• [TASK DESCRIPTION] Reproduce every entry exactly, without alteration.

-- START OF INFORMATION SHOWN --

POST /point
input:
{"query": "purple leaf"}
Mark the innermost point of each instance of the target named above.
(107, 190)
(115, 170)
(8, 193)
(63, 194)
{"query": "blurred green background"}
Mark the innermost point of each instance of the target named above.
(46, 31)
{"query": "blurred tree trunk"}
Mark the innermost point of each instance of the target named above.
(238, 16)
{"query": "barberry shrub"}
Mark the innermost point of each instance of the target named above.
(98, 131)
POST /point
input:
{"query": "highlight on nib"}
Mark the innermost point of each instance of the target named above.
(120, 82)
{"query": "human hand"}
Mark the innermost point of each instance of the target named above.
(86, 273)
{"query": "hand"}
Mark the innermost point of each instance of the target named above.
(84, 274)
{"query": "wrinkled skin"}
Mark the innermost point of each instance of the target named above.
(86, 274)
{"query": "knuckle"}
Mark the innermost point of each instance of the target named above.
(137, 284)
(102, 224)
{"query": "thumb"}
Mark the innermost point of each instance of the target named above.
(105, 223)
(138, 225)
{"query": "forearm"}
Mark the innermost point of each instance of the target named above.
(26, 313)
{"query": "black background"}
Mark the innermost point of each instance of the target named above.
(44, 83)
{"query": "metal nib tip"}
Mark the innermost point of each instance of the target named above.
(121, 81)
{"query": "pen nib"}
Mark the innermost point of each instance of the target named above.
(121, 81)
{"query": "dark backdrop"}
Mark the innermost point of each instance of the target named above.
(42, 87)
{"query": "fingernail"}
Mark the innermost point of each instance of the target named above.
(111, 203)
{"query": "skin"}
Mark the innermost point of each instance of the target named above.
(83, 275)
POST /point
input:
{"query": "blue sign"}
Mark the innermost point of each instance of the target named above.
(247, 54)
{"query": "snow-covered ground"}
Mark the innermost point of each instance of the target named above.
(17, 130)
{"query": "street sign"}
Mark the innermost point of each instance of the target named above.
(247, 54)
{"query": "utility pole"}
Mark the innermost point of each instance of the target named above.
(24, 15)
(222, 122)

-- END OF INFORMATION SHOWN --

• [FULL SOLUTION]
POST /point
input:
{"query": "purple leaf"}
Mark the innermost point of each instance of the target named above.
(107, 190)
(115, 170)
(8, 193)
(63, 194)
{"query": "blurred green background"}
Mark the innermost point of each instance of the target named above.
(46, 31)
{"query": "blurred tree trunk"}
Mark the innermost point of each instance of the target named above.
(238, 16)
{"query": "barberry shrub"}
Mark the innermost point of each instance of the target named above.
(98, 131)
POST /point
input:
{"query": "highlight on nib"}
Mark the innermost point of each instance of the target named above.
(120, 82)
{"query": "human hand"}
Mark the innermost point of each instance of the target named above.
(86, 273)
{"query": "hand"}
Mark the innermost point of each instance of the target named above.
(84, 274)
{"query": "wrinkled skin"}
Mark the innermost point of each instance of the target named above.
(86, 274)
{"query": "knuckle"}
Mark the innermost point of each instance of the target named above.
(137, 284)
(102, 224)
{"query": "thumb"}
Mark the innermost point of each instance of the target named above.
(105, 223)
(138, 225)
{"query": "forearm"}
Mark the innermost point of each instance of the target named above.
(26, 313)
{"query": "black background"}
Mark the innermost point of each instance of the target named above.
(44, 83)
{"query": "metal nib tip"}
Mark the innermost point of each instance of the target named above.
(121, 81)
{"query": "pen nib"}
Mark the innermost point of each instance of the target named above.
(121, 81)
{"query": "dark backdrop"}
Mark the innermost point of each instance of the target named above.
(42, 87)
{"query": "fingernail"}
Mark the innermost point of each instance of the target named above.
(111, 203)
{"query": "skin"}
Mark the innermost point of each instance of the target named above.
(83, 275)
POST /point
input:
{"query": "blue sign"}
Mark the innermost point of each instance of the target named above.
(247, 54)
{"query": "snow-covered ground"}
Mark the innermost point of each instance of the target named above.
(17, 130)
{"query": "street sign"}
Mark the innermost point of each instance of the target named above.
(247, 54)
{"query": "utility pole"}
Mark the innermost point of each instance of the target named above.
(24, 15)
(222, 122)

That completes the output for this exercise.